==== RECORDS SHOWN ====

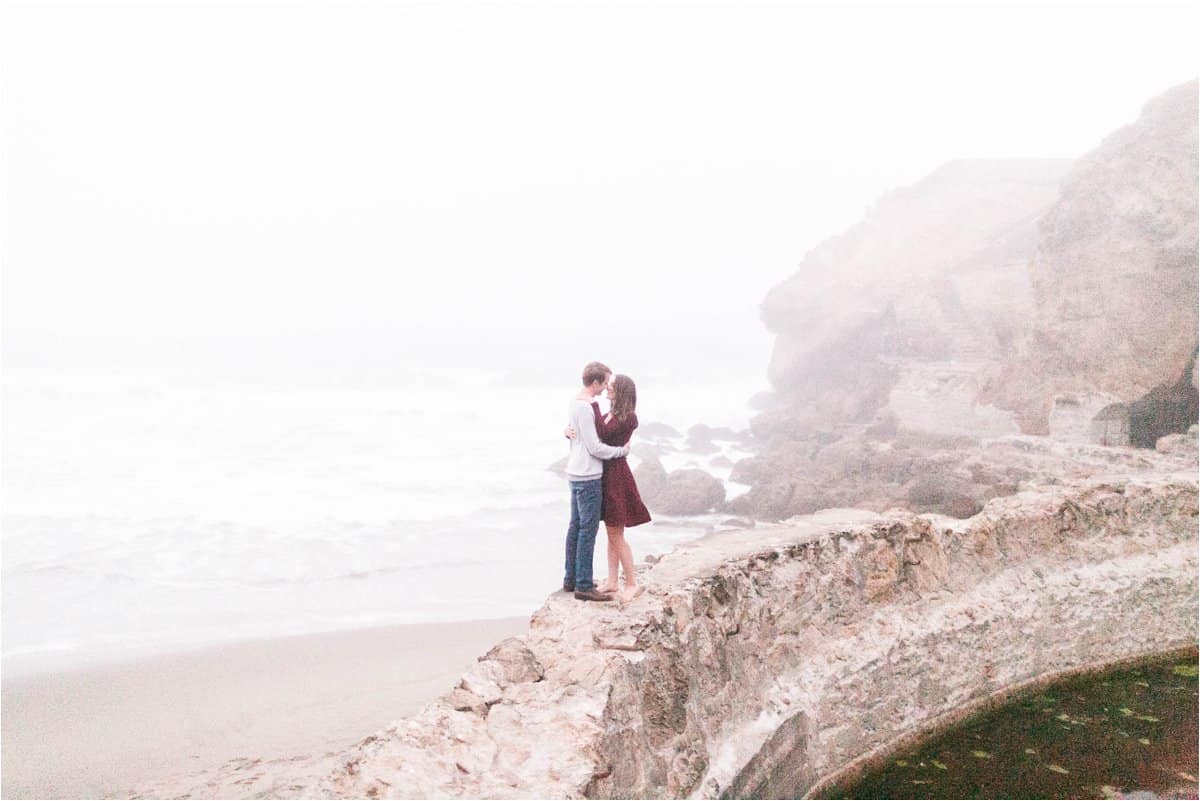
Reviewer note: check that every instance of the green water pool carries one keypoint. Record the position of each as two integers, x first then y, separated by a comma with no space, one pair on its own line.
1128,733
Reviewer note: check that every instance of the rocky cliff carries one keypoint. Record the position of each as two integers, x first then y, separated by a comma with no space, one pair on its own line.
936,272
1114,275
761,663
988,299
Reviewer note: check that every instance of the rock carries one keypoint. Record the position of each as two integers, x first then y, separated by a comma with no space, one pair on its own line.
702,433
516,660
943,494
683,492
651,477
1137,196
1177,444
658,431
762,401
646,451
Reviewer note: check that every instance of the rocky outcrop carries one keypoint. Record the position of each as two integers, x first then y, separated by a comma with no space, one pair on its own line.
679,492
935,272
762,663
984,301
1114,275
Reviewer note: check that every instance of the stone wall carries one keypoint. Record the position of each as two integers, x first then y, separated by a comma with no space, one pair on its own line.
761,664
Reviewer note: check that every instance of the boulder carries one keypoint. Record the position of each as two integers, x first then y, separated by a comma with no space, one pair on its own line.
684,492
655,429
651,477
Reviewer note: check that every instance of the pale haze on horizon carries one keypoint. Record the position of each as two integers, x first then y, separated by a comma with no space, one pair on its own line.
209,182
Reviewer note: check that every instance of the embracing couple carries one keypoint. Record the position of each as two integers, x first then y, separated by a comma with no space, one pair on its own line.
601,485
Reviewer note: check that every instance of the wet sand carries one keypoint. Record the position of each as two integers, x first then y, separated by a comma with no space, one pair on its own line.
112,730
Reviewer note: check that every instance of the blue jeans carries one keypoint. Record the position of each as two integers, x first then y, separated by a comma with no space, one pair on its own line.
581,534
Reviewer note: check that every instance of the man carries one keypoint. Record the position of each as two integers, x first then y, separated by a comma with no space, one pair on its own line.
585,468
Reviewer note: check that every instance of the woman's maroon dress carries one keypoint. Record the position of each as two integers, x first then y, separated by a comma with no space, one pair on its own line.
622,503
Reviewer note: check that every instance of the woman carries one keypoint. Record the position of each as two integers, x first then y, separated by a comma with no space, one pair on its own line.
623,505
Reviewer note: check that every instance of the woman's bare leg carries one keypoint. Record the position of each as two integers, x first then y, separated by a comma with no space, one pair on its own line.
612,584
627,562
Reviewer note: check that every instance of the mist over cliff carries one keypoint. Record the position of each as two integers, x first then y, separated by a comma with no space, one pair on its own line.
989,299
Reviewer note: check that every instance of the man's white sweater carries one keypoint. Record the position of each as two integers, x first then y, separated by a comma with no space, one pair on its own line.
587,456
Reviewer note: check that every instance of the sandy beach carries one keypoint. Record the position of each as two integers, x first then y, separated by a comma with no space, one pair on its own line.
157,722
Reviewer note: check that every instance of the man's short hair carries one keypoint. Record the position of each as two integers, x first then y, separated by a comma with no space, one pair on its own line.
595,372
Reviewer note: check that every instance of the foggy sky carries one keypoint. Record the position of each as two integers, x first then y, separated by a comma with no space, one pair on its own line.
213,180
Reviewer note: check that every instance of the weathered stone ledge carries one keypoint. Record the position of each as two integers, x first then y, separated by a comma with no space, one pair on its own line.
765,662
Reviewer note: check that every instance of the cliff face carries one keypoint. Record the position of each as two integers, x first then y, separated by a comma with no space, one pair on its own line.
990,297
1114,275
936,272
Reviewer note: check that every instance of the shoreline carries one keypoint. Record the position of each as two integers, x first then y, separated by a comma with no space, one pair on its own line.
111,729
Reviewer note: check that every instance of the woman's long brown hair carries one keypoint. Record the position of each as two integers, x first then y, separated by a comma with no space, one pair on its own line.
624,397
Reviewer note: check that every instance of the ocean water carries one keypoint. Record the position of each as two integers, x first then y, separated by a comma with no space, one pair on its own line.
144,515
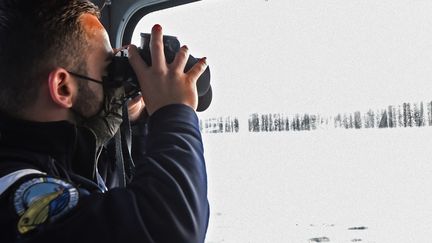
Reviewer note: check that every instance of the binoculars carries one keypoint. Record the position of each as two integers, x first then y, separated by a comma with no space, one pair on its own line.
120,72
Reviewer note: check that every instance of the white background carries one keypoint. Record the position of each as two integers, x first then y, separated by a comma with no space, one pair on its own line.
313,56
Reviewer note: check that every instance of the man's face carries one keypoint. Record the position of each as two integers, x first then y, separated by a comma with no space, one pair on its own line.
90,95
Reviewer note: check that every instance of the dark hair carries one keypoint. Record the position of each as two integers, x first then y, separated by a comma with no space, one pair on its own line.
37,36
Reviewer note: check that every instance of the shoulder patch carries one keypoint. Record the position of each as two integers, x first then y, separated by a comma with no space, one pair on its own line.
41,200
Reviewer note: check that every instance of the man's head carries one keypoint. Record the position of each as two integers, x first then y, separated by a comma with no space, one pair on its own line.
40,41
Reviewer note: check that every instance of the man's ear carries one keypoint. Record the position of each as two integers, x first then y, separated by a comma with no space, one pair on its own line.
62,88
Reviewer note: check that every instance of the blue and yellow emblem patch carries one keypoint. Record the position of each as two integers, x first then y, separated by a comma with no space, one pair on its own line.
41,200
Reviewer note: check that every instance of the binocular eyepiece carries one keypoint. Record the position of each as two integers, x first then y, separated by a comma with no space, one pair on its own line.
120,72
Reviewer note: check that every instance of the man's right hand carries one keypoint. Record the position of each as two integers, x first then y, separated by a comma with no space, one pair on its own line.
163,84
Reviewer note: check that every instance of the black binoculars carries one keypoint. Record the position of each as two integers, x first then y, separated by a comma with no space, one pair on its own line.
120,72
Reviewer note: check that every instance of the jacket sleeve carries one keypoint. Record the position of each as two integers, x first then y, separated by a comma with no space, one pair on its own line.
165,202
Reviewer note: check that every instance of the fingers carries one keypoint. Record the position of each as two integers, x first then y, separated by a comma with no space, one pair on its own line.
137,62
180,59
157,47
197,69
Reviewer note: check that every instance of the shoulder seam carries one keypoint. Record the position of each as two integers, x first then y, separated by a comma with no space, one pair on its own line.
9,179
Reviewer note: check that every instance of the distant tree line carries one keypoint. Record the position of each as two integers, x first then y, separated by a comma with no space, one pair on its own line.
220,125
404,115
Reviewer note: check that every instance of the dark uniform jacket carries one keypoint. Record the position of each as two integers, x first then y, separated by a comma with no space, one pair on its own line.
49,190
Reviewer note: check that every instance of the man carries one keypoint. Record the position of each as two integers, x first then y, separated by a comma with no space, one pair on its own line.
57,117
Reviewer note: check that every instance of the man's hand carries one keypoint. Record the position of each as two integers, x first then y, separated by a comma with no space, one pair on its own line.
164,84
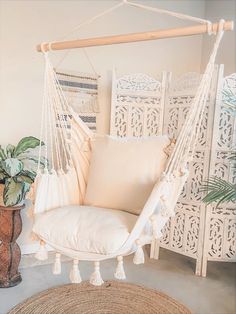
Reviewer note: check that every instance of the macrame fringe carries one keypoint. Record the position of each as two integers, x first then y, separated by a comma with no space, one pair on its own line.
75,273
139,254
57,265
120,272
42,253
96,278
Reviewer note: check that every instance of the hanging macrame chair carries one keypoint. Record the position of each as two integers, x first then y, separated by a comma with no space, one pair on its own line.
68,148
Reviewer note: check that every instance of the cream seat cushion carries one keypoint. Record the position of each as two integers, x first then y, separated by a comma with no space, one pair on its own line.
123,171
84,228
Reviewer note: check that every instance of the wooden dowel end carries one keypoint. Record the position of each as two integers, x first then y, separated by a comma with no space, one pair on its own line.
135,37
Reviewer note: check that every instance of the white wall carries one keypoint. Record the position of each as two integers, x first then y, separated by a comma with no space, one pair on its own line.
23,24
215,10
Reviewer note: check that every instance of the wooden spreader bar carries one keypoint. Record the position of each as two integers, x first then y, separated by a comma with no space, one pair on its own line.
134,37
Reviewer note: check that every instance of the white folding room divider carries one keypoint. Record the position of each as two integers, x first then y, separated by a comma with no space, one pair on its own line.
143,106
137,105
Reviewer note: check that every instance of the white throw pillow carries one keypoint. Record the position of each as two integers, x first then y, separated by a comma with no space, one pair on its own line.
84,228
123,171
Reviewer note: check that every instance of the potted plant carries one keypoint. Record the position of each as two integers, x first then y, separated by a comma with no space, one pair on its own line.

====

● PROBLEM STATEMENT
Please make your reply exactly the lines from the one containing "Reviewer note: check that every instance of the cream" through the end of the entries above, and nothing more.

● EXERCISE RESPONSE
Reviewer note: check that every instance of the cream seat cushion carries one keypoint. Record the position of each as two integers, x first then y, separated by a comma with no space, one pair on its own line.
123,171
84,228
Reviewer note: check that every instance of the wooden dowel end carries one keypoint. Record the position of each as two integers, x first then y, separated by a comma with no space, one pair on its own line.
135,37
Reviewer note: check that every instance of the white wall carries one keypoint. Record the position of each as two integers, x first then y, separated by a comma with no space, one pair on its own line.
23,24
215,10
Reviewer note: check that every instance of the wooden spreader bar carries one keypoint. Record the position of each as two integers, x first then y, separated by a comma with no space, one pair on its own line.
134,37
Reviewer note: check that every instance of the white folding room divider carries one keypoint. Record the position of each as two integers, x first then y, separated by a comma with no space, one pair on its own line.
143,106
137,105
Reviewer note: check that every instance of the white throw pillow carries one keypoint. Record the position of each as two integers, x first then y, separated by a comma with no space, one pair on its own line.
84,228
123,171
Reviewer note: check that every instance of the potted plant carries one keypoint. Record the position of each as two integers, x first then y, separated by a comma with no space, one pair on its own line.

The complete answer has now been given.